▸ **AIM**: Copy out the lines from the one containing "The query is: golden retriever dog" through the one containing "left=0, top=18, right=188, bottom=520", requests included, and shift every coordinate in their answers up by 75; leave all other lines out.

------------------------------------------------------------

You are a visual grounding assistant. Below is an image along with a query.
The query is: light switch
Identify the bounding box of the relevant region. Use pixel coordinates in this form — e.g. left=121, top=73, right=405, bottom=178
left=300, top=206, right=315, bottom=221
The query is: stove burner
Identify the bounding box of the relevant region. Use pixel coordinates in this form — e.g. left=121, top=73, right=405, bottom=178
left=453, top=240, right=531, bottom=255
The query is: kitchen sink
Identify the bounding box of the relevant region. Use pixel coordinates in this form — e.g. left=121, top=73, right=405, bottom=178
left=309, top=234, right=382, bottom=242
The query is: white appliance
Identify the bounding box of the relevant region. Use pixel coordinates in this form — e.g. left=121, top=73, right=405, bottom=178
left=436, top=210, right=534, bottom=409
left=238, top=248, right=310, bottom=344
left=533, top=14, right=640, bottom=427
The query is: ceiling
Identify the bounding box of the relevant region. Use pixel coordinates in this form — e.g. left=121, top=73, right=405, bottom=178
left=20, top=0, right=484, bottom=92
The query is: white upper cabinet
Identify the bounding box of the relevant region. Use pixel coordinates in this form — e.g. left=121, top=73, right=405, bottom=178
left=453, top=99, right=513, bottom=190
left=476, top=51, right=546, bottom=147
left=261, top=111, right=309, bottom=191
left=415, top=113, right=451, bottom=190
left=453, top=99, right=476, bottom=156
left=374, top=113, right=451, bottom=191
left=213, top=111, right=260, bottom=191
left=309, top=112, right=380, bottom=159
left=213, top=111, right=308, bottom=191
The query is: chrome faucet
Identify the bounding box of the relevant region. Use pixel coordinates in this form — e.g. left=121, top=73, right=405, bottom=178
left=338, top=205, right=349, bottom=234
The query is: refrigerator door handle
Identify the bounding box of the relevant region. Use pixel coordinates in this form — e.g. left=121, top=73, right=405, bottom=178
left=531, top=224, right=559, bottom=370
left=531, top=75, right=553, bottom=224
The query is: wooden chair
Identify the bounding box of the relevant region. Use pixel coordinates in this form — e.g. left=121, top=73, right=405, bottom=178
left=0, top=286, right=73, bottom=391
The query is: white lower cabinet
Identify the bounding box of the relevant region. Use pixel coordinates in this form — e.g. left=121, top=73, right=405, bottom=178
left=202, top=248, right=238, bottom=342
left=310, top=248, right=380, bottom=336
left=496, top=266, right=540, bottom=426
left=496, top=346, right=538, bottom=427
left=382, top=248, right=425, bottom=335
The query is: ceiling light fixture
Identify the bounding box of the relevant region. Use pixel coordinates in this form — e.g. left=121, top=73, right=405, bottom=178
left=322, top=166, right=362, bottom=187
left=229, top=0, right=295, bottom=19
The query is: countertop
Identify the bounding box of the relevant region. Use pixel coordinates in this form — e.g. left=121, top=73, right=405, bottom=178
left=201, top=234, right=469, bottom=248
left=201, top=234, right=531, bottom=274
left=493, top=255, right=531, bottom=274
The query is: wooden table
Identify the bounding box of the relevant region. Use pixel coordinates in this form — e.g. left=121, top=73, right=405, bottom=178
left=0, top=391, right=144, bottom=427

------------------------------------------------------------

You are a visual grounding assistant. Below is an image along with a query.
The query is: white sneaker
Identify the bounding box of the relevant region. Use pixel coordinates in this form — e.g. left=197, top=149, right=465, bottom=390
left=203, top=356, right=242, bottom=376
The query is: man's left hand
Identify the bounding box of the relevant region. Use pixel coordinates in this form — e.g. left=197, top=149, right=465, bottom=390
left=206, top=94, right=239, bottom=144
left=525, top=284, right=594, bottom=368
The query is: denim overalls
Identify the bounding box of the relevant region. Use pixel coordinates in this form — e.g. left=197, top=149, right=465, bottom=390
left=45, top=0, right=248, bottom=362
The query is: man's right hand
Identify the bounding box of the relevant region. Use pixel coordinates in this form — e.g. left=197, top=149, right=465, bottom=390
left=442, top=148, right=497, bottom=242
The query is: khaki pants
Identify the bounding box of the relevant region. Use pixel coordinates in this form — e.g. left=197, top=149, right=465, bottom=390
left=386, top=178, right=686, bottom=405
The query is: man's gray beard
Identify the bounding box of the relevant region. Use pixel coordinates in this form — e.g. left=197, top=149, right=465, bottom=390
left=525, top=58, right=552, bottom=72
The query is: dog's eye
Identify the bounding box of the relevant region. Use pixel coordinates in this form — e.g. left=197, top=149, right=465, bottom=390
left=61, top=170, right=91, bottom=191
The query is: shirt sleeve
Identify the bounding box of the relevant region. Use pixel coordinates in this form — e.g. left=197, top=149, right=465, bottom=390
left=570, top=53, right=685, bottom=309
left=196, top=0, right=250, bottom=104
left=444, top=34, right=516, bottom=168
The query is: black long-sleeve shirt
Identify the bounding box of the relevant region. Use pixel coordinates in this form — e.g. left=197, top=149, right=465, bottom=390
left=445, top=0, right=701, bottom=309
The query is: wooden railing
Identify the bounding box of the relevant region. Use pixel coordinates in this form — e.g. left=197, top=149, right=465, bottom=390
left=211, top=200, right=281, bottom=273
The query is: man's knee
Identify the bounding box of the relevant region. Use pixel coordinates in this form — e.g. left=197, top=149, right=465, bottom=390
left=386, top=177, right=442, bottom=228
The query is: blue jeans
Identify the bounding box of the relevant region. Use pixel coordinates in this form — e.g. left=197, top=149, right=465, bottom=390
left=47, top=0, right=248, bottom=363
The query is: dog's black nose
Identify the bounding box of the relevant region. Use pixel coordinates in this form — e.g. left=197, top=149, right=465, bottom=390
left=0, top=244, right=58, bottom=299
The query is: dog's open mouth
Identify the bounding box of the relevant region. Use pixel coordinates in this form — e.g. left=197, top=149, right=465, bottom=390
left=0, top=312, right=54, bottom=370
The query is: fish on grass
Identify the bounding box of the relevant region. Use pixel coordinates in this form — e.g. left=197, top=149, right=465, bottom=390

------------------------------------------------------------

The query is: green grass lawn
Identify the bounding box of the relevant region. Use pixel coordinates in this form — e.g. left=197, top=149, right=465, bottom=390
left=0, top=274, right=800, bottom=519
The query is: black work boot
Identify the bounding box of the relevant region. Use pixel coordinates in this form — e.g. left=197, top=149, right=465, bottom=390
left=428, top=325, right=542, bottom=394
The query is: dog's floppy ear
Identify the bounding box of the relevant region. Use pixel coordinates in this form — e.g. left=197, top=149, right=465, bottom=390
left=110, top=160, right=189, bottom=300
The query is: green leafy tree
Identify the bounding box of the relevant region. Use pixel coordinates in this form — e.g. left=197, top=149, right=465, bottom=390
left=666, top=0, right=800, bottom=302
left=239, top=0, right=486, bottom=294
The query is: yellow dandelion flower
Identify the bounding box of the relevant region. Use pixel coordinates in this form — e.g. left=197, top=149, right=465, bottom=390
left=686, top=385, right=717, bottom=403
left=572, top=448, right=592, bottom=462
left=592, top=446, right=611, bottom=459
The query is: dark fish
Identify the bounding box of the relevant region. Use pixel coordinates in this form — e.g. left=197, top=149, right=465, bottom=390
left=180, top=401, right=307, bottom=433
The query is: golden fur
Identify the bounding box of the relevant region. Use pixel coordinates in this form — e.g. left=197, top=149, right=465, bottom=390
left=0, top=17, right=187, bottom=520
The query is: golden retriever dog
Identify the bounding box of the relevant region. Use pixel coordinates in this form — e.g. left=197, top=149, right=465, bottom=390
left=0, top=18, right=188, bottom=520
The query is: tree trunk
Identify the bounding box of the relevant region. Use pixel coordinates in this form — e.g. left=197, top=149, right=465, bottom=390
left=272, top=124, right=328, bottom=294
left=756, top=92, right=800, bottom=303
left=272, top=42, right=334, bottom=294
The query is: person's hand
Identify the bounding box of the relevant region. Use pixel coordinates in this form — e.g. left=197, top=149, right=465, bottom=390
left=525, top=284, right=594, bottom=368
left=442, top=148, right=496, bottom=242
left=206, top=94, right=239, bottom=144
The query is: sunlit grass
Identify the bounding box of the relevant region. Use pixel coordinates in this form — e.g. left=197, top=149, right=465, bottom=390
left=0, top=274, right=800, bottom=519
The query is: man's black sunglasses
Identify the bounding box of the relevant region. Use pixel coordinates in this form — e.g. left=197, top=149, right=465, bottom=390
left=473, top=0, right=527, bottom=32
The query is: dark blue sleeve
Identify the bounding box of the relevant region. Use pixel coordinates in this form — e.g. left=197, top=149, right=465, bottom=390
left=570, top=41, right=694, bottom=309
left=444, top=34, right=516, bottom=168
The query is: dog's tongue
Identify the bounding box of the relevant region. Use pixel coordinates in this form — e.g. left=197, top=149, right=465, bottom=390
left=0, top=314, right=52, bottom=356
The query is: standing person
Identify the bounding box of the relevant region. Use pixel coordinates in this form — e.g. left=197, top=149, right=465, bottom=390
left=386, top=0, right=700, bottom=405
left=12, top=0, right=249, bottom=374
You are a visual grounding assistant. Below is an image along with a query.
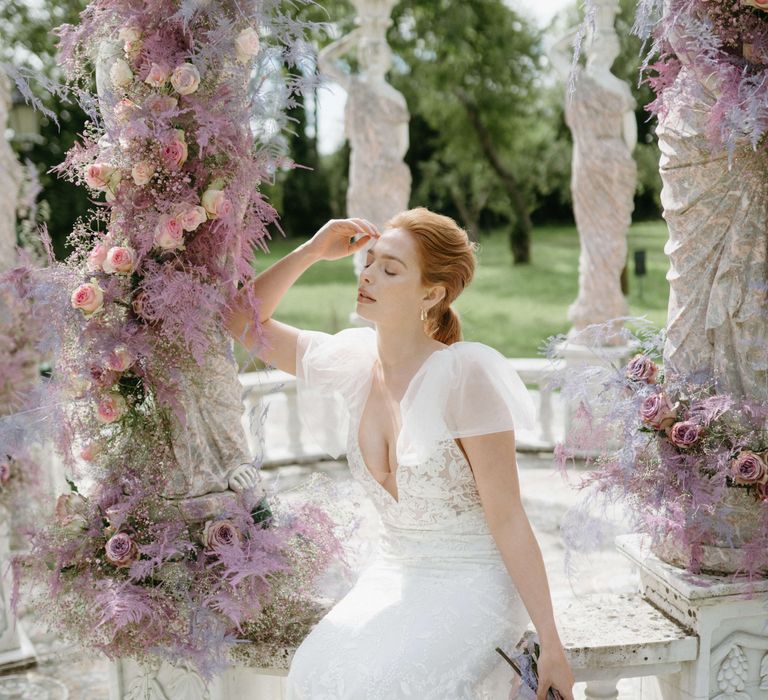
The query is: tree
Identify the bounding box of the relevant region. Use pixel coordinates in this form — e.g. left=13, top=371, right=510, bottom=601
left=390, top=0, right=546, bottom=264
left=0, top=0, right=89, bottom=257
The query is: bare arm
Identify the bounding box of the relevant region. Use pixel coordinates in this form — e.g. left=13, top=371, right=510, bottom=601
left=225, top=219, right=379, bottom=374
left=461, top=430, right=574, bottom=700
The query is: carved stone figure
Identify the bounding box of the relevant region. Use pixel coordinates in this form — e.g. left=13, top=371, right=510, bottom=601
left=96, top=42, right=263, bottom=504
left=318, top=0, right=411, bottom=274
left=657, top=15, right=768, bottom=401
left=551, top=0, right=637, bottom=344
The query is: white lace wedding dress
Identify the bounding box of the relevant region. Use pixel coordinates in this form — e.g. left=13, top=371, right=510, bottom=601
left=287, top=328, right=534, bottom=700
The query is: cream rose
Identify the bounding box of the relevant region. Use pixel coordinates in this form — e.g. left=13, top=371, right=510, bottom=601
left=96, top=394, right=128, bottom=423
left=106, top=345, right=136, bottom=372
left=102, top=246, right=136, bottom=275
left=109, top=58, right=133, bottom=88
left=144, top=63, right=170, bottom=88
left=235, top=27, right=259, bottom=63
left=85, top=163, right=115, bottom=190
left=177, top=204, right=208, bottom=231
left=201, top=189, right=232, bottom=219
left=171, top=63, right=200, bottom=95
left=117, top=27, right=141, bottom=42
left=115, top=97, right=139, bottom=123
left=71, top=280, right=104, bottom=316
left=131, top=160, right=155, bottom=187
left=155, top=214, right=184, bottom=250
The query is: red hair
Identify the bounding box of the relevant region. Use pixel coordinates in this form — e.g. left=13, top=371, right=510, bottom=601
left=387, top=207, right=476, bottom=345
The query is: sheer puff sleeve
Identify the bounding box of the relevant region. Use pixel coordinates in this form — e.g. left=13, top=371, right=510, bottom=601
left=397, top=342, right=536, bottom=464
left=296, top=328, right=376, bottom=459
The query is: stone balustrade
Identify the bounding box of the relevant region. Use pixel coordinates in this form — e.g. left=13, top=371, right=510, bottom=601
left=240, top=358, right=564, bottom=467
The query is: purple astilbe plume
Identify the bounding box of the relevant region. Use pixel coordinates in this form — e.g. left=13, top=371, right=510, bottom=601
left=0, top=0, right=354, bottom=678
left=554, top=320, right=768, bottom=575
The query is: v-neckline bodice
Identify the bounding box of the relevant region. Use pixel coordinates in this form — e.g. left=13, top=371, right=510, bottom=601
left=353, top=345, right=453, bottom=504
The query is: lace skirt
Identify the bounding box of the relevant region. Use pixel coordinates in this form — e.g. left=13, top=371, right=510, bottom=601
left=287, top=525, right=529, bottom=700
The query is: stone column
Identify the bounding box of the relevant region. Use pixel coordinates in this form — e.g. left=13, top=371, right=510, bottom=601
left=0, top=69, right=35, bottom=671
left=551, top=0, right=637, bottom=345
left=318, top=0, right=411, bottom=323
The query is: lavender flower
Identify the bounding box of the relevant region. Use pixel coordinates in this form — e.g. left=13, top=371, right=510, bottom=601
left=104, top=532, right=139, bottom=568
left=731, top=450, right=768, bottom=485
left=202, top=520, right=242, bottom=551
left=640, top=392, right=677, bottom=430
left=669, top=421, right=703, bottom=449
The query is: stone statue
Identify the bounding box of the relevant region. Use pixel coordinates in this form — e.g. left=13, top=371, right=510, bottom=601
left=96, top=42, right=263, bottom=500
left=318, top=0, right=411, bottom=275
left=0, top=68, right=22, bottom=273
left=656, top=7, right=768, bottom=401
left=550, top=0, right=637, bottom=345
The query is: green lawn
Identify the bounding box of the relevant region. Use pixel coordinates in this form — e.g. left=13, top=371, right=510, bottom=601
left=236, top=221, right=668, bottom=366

------------------------------------------------------------

▸ **FINISHED EXERCISE**:
The query is: golden retriever dog
Identify the bounding box of the relevant region. Use pixel coordinates in this form — e.g. left=197, top=149, right=465, bottom=390
left=75, top=93, right=263, bottom=595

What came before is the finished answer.